SELECTED EXCERPT.
25 September 2008

Being a EDS Mom

There are things as a mom that are different for me than for those who don't have EDS. That's not to say the emotions I have aren't the same or similar to those who have other genetic issues.

I was walking my daughter home after school yesterday & the whole way I could feel her wrist slip in & out of joint. I don't hold her hand because of this or her elbow or her shoulder, but rather I let her hold a few of my fingers. That also helps so that if she does that kid thing where she just drops to the ground because she doesn't want to keep walking or go the direction we are going she isn't going to end up with a dislocation & neither will I.

My daughter is 3, I can't carry her anymore. She's just over 30lbs & I stopped carrying her for the most part once she had walking down pat. It causes me too much pain to carry her. I almost never pick her up anymore because it's not really an option anymore. I only do it if it's because there is a danger in not doing so.

I watch her move a lot. Looking at how she is using her body, seeing her do things that are EDS & having a sadness in my heart from it.

Plus there are the odd things at this house. Like say the fact everyone owns at least 3 weeks of clothing, including sock & underthings, because our washer & dryer are in the basement & there are periods where I can't go down those steps to wash clothes. Or the fact I don't walk down steps, I slide down on my butt. Or the fact some days I can barely walk from one room to another. Or the fact on bad days I drink almost nothing so that I won't have to walk up stairs to the bathroom. This is what my daughter thinks is normal.

3 comments:

One Sick Mother said...

I think there is more than one guilt in being a disabled parent with a genetic condition:

Of course there is the guilt that it is *genetic* and if your kid has it, they got it from you. Even if you didn't know you had it at the time of conception (and most of us have no clue) there is still guilt there.

I hope this helps some. The issues you face are difficult, but know that you are not alone.
-OSM
There is the guilt of anticipation: knowing what they may have in store, and the desperate attempts to try and forestall that potential trainwreck(s).

And then there is the guilt of being a mom with a disability: Having to say no to relatively simple requests because you simply cannot do them. This one does get worse when they get older BTW, because they either get angry; "why can't we do X? Billy's mom does it all the time" or else they understand; "It's OK if you are not feeling well, Mom" -which in a way is worse.

USING THE INFORMATION.
1/ According to the blog post, why does everyone in the house own at least three weeks of clothing?
2/ Write out the part of the blog post between "I think there" and "that potential trainwreck(s).", inclusive.
The data after this point is separate material, unrelated to the blog post.

AVAILABLE DATA.
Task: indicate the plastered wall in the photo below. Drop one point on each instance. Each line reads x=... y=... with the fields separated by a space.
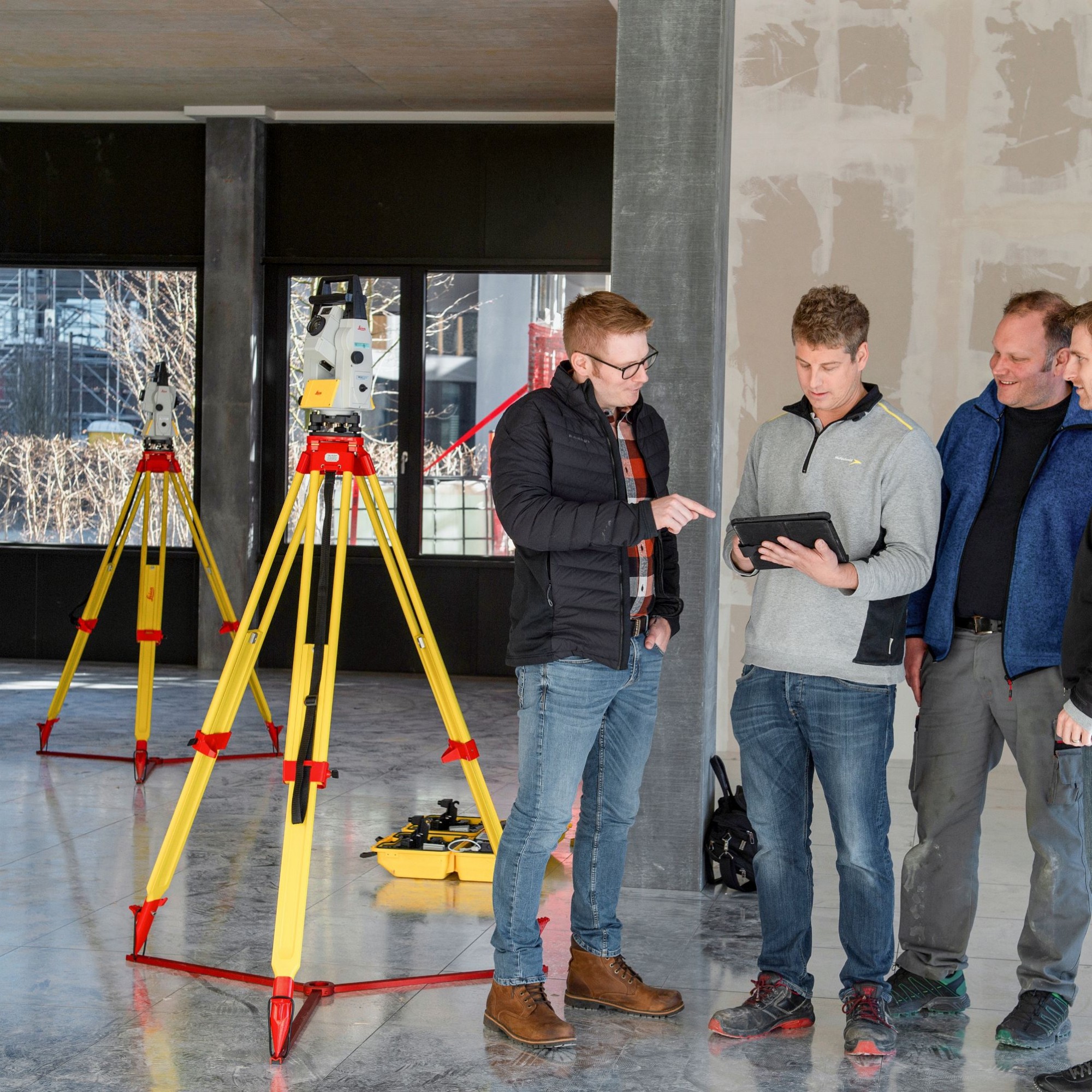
x=934 y=156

OUTPUTS IN ORDER.
1/ The washer and dryer are in the basement, and there are periods when the author can't go down those steps to wash clothes.

2/
I think there is more than one guilt in being a disabled parent with a genetic condition:

Of course there is the guilt that it is *genetic* and if your kid has it, they got it from you. Even if you didn't know you had it at the time of conception (and most of us have no clue) there is still guilt there.

I hope this helps some. The issues you face are difficult, but know that you are not alone.
-OSM
There is the guilt of anticipation: knowing what they may have in store, and the desperate attempts to try and forestall that potential trainwreck(s).